» **WHAT THIS TASK INVOLVES**: All of the material should be reproduced exactly, with pictures left out.

(Dataset rows on where objects appear)
◆ ◆ ◆ ◆

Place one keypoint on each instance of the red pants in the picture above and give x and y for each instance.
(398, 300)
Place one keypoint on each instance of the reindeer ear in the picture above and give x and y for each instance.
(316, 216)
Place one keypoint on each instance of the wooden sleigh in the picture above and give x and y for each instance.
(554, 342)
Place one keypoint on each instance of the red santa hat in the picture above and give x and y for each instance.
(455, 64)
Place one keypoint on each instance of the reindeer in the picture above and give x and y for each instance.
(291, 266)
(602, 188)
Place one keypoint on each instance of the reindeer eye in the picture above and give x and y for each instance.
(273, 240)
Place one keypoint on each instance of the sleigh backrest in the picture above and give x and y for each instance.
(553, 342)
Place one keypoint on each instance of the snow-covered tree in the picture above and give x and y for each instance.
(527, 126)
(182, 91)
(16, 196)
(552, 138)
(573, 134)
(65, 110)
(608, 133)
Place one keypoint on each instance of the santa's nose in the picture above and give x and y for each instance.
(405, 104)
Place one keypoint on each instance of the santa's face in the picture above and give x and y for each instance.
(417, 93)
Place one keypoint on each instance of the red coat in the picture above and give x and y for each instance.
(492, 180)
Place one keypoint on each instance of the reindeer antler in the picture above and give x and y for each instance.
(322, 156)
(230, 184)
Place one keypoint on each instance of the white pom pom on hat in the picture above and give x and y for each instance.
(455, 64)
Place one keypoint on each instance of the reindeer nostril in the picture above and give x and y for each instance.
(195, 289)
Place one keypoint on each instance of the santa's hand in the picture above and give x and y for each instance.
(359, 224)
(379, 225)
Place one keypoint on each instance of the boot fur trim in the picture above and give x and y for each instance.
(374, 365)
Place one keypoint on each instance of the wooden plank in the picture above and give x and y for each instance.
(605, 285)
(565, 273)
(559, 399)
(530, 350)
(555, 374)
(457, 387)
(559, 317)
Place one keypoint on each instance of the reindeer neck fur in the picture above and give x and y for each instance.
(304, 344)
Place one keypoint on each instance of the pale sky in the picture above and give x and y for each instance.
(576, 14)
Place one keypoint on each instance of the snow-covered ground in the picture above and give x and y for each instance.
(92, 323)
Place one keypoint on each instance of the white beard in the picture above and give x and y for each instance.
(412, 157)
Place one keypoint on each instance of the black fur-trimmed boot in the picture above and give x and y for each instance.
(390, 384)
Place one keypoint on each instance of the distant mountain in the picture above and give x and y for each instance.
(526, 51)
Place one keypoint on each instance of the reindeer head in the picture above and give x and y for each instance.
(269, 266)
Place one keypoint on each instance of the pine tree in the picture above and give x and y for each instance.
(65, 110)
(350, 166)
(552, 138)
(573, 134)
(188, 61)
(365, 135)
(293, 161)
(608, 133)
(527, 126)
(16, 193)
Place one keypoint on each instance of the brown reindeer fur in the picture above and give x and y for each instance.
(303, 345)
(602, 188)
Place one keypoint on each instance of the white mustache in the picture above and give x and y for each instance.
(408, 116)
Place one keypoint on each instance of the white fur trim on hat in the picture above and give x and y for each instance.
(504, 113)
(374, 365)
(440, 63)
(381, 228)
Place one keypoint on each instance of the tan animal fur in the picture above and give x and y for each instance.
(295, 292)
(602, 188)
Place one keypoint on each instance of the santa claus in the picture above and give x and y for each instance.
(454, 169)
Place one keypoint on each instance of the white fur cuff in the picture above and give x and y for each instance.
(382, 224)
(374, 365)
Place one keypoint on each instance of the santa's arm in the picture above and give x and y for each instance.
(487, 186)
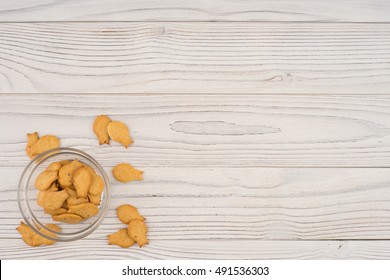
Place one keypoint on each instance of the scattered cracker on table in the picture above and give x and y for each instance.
(121, 238)
(124, 172)
(100, 128)
(127, 213)
(37, 145)
(136, 230)
(119, 132)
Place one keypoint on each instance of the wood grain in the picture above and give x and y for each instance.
(241, 203)
(196, 249)
(209, 131)
(214, 58)
(200, 10)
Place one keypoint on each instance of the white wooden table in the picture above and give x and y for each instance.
(263, 127)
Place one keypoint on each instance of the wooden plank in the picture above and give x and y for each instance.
(209, 131)
(240, 203)
(200, 10)
(223, 58)
(197, 249)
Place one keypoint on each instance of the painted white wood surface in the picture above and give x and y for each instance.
(193, 196)
(241, 203)
(202, 249)
(230, 176)
(199, 10)
(195, 57)
(210, 131)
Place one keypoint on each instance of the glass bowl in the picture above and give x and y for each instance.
(34, 215)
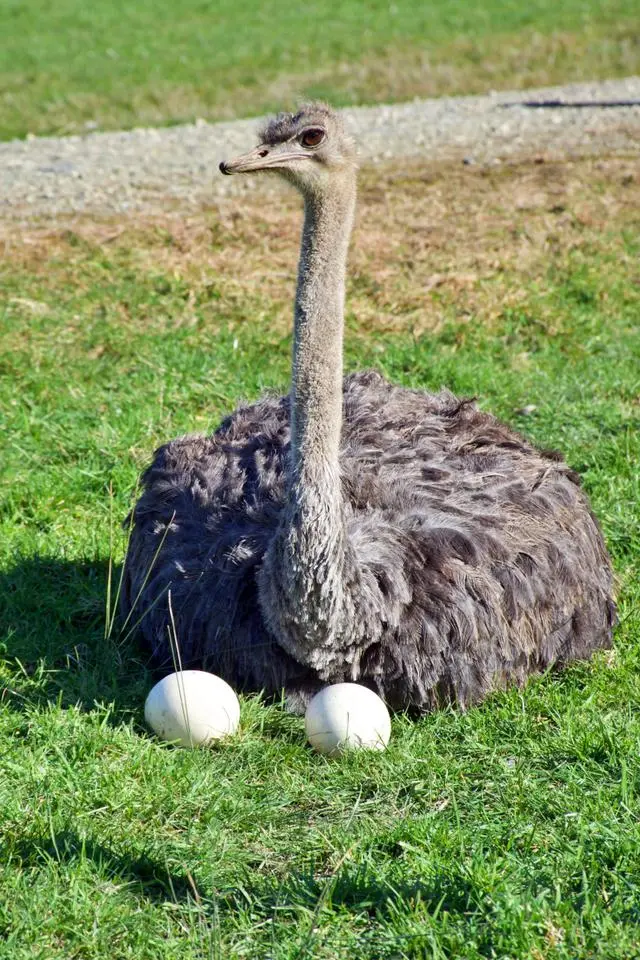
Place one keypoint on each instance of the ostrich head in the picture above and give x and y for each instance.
(309, 148)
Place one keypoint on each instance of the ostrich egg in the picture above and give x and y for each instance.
(192, 707)
(347, 716)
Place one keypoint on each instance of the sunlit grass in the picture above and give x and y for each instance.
(70, 67)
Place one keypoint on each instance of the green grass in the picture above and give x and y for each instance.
(111, 64)
(509, 831)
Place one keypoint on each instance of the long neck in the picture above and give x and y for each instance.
(308, 571)
(316, 389)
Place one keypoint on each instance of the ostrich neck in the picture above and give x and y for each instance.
(308, 571)
(316, 389)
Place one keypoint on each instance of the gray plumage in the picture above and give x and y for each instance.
(354, 530)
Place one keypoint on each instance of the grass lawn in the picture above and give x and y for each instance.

◆ ◆ ◆ ◆

» **RESULT OF THE TASK**:
Place one keypoint on each instance of the red pants in the picture above and give x and y for each instance.
(398, 300)
Place one keypoint on each instance of the reindeer ear in the picture above and give x and y for each instance.
(316, 216)
Place one keypoint on each instance of the wooden sleigh in the picture above and give x and y for each instance.
(554, 342)
Place one keypoint on each instance of the red santa hat in the picture above and give x and y for each instance.
(455, 64)
Place one keypoint on each instance of the reindeer in the picture above and give x and y for each instance.
(291, 266)
(602, 188)
Place one keypoint on each instance of the reindeer eye in the picture above and give x and y for each instance.
(273, 240)
Place one keypoint on each instance of the sleigh backrest in the picture above and give x and y for each instance.
(553, 342)
Place one keypoint on each instance of the snow-covered tree in the picture above and give x and y for each instance.
(527, 126)
(182, 91)
(16, 196)
(552, 138)
(573, 134)
(65, 110)
(608, 133)
Place one keypoint on each instance of the santa's nose in the picture above and give x and y for each instance.
(405, 104)
Place one keypoint on each instance of the santa's face in the picture above and give x and y for each instance.
(417, 93)
Place one keypoint on each instance of the red coat in the picture above and give x and y for each instance.
(492, 180)
Place one keypoint on each instance of the reindeer antler in the picture above and give x and y for each instance.
(322, 156)
(230, 184)
Place one keypoint on each instance of the white pom pom on hat in the picture above and give x and y for each instance.
(455, 64)
Place one keypoint on each instance of the reindeer nostril in the picture above and give x and y for each instance.
(195, 289)
Place one keypoint on each instance of the santa's hand in the picture above and give x and y for each instance.
(359, 224)
(379, 225)
Place one keypoint on each instance of the boot fur trim in the picture above and give x and y for each instance.
(374, 365)
Place one keypoint on each instance of the wooden plank in the picture above and give x and y for each instance.
(605, 285)
(565, 273)
(559, 399)
(530, 350)
(555, 374)
(457, 387)
(559, 317)
Place one keypoint on each instance of the reindeer neck fur in the picture above and give x and y for each instance.
(304, 344)
Place one keypoint on each instance of the pale sky in the picture above and give x and y for each instance.
(576, 14)
Place one keypoint on each instance of the snow-covered ground in the picture above and give x and y for each instance.
(92, 323)
Place one keypoint on each instance of the white beard in the picture above and give x and y for each instance.
(412, 157)
Place one keypoint on each instance of the black fur-trimmed boot in the picture above and give x and y for each instance.
(390, 384)
Place one keypoint on each instance of the distant mountain in the picture above and give x and y for each instance.
(526, 51)
Place one keypoint on each instance of the reindeer head in the picture above and give x and y for each instance.
(269, 266)
Place one keypoint on each instance of the pine tree in the picture above and give x and y for each instance.
(65, 110)
(350, 166)
(552, 138)
(573, 134)
(188, 61)
(365, 135)
(293, 161)
(608, 133)
(527, 126)
(16, 193)
Place one keypoint on each instance of the brown reindeer fur in the picture above and give x and y for each instance.
(303, 345)
(602, 188)
Place one keypoint on each instance of the white mustache in the picture above and give x and y for each instance.
(408, 116)
Place one keypoint on each instance of the white fur trim on hat in the picture above and give x and y for each instance.
(504, 113)
(374, 365)
(440, 63)
(381, 228)
Place one keypoint on each instance of the tan animal fur in the picture above and give x and y for each instance.
(295, 292)
(602, 188)
Place one keypoint on each instance of the santa claus in the picture above and give x and y for each instance.
(454, 169)
Place one keypoint on each instance of the white fur cuff in the picture above and give x and y for each instance.
(382, 224)
(374, 365)
Place one keypoint on each instance of the santa's arm in the picture above and give x and y for each instance.
(487, 186)
Place one keypoint on each instance of the scattered cracker on table in the picture above and give x and y for each instance.
(121, 238)
(124, 172)
(100, 128)
(127, 213)
(37, 145)
(136, 230)
(119, 132)
Place one keypoint on each instance of the wood grain in the picture above and give x and y for each instance.
(241, 203)
(196, 249)
(209, 131)
(214, 58)
(200, 10)
Place one keypoint on each instance of the white wooden table in the picture above and give x and y for each instance.
(263, 127)
Place one keypoint on each instance of the wooden plank in the picture above and give x and y for each instance.
(209, 131)
(240, 203)
(200, 10)
(223, 58)
(197, 249)
Place one keypoint on each instance of the painted white wood surface in the picture above and give x and y for each instance.
(193, 196)
(241, 203)
(202, 249)
(230, 176)
(199, 10)
(195, 57)
(210, 131)
Place one keypoint on each instance of the glass bowl in the picture above and give x and y for each instance.
(34, 215)
Place one keypoint on each instance of the ostrich head in the picture above and give x and y for each instance.
(309, 148)
Place one keypoint on each instance of the ostrich egg in the picture above and give x and y for each instance.
(192, 707)
(347, 716)
Place one keypoint on each instance of the sunlit grass in the picture above and give x and y for each instance.
(70, 67)
Place one keypoint on each instance of the green grass in the picture above and give x and y for each instance.
(111, 64)
(509, 831)
Place one keypoint on each instance of the long neck in the picture above and give x and y for each instance.
(308, 571)
(316, 389)
Place one keypoint on each instance of the ostrich neck in the picture above and give x and y for each instance.
(308, 571)
(316, 389)
Place one keypoint on each instance of the gray plumage in the picture above and give x and y for each instance.
(354, 530)
Place one keypoint on each instance of the grass lawn in the picture above and give x and y for each instance.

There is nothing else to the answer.